[SET TASK]
Can you give every line of the listing below as a numbered list, leaving out any blank lines?

Object position labeling entries:
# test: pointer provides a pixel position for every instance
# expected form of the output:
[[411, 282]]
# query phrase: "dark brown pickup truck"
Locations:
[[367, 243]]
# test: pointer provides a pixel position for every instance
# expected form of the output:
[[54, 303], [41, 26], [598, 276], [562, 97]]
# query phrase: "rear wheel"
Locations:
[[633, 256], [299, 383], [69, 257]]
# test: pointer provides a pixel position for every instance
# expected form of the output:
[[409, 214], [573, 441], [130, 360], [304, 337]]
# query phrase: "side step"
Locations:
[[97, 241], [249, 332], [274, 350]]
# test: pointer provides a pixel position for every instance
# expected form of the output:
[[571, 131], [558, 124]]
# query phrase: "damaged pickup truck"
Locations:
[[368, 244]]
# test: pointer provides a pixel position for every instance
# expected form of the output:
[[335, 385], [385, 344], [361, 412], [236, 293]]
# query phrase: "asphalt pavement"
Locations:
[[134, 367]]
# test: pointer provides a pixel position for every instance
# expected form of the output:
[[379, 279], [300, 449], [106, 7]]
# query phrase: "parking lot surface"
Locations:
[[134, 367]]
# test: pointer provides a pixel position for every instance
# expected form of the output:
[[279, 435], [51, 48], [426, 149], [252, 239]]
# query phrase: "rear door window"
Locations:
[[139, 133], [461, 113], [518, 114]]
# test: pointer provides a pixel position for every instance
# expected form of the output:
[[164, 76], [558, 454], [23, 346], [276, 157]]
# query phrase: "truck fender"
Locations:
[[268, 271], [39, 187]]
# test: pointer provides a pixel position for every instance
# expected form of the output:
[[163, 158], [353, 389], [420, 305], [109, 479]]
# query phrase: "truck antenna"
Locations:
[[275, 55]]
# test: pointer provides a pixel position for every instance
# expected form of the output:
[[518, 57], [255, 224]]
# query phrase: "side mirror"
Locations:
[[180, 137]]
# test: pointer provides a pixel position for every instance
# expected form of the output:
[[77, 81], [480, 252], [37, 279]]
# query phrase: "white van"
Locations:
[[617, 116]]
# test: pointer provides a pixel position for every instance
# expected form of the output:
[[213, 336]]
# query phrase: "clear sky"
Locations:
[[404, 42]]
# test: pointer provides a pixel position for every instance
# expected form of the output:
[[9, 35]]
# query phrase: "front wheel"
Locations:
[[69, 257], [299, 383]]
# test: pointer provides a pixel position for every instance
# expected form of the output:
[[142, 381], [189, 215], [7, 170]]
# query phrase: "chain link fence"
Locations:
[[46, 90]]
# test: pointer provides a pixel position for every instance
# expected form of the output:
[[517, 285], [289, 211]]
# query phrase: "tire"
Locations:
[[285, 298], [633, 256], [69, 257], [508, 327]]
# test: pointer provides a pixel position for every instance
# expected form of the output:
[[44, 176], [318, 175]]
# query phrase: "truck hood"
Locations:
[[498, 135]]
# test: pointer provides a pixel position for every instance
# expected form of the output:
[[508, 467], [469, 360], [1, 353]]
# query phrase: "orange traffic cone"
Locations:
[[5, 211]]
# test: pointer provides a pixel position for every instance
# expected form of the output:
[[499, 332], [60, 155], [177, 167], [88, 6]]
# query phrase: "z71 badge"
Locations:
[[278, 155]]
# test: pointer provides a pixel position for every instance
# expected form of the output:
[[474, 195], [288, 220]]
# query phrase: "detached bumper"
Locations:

[FULL OUTPUT]
1. # test: pointer provides a pixel position for every instance
2. # expected form of the output:
3. [[411, 282]]
4. # query phrase: "dark brown pickup truck"
5. Locations:
6. [[367, 243]]
7. # test: pointer provides a pixel position for every instance
8. # expected form of the output:
9. [[54, 303], [41, 26], [598, 276], [562, 97]]
10. # query phrase: "rear wheel"
11. Locations:
12. [[633, 256], [299, 383], [69, 257]]
13. # test: pointer provides a pixel position for every instance
14. # expected form of the output:
15. [[409, 214], [573, 441], [130, 360], [304, 337]]
16. # query phrase: "side step"
17. Locations:
18. [[97, 241], [249, 332], [274, 350]]
19. # test: pointer provides a pixel position for every instance
20. # expected form of the output:
21. [[571, 131], [558, 124]]
22. # query phrase: "damaged pickup truck"
23. Locations:
24. [[368, 244]]
25. # test: pointer provides a pixel position for every instance
26. # expected form of the output:
27. [[335, 385], [385, 344], [361, 412], [236, 293]]
28. # query phrase: "asphalt pavement"
29. Locations:
30. [[134, 367]]
31. # test: pointer provides a pixel position for every instance
32. # expected form of the output:
33. [[379, 279], [300, 449], [106, 7]]
34. # query phrase: "parking lot surface"
35. Locations:
36. [[134, 367]]
37. # test: pointer provides a pixel position for every instance
38. # expected form of the output:
39. [[279, 435], [51, 48], [426, 149], [252, 239]]
40. # query phrase: "rear door window"
41. Locations:
42. [[139, 133], [461, 113], [518, 114]]
43. # test: pointer provides a pixel position for every instance
44. # expected form of the output:
45. [[164, 76], [558, 454], [23, 346], [276, 157]]
46. # query phrase: "truck fender"
47. Locations:
48. [[268, 271], [39, 187]]
49. # test: pointer provides a pixel position for every instance
50. # expected form of the output:
51. [[163, 158], [353, 389], [420, 305], [109, 479]]
52. # query phrase: "truck antenna"
53. Locations:
54. [[275, 55]]
55. # test: pointer provides a pixel position for every instance
56. # expected form of the output:
57. [[518, 57], [255, 224]]
58. # query phrase: "side mirror"
59. Locations:
60. [[180, 137]]
61. # test: pointer provides a pixel position for every instance
62. # expected form of the output:
63. [[77, 81], [480, 252], [37, 279]]
64. # query phrase: "white van"
65. Locations:
66. [[617, 116]]
67. # test: pointer provides a pixel position for every instance
68. # expected form of the output:
69. [[213, 336]]
70. # query phrase: "clear sky"
71. Locations:
72. [[404, 42]]
73. # test: pointer provides a pixel position for every instance
74. # expected form of the output:
75. [[9, 35]]
76. # query phrase: "front wheel"
77. Locations:
78. [[69, 257], [299, 383]]
79. # test: pointer provides a pixel position for every instance
80. # expected form of the output:
81. [[142, 381], [189, 215], [7, 170]]
82. # query phrase: "chain link fence"
83. Locations:
84. [[46, 90]]
85. # test: pointer provides a pixel position for every instance
86. # expected form of the output:
87. [[517, 285], [289, 211]]
88. # query phrase: "tire"
89. Locations:
90. [[285, 298], [633, 256], [69, 257], [508, 327]]
91. # test: pointer provides a pixel position for every instance
92. # expected form of the output:
93. [[44, 176], [318, 175]]
94. # query phrase: "truck hood"
95. Locations:
96. [[498, 135]]
97. # test: pointer provides a pixel position for every instance
98. # expected form of the output:
99. [[508, 467], [469, 360], [1, 353]]
100. # query phrase: "orange traffic cone"
101. Locations:
102. [[5, 211]]
103. # test: pointer provides a pixel position for every instance
104. # expected form of the output:
105. [[499, 332], [60, 155], [177, 167], [88, 6]]
106. # query phrase: "z71 badge"
107. Locations:
108. [[278, 155]]
109. # test: pointer provides a pixel position for every instance
110. # expected form of the output:
111. [[474, 195], [288, 220]]
112. # query phrase: "detached bumper"
113. Locations:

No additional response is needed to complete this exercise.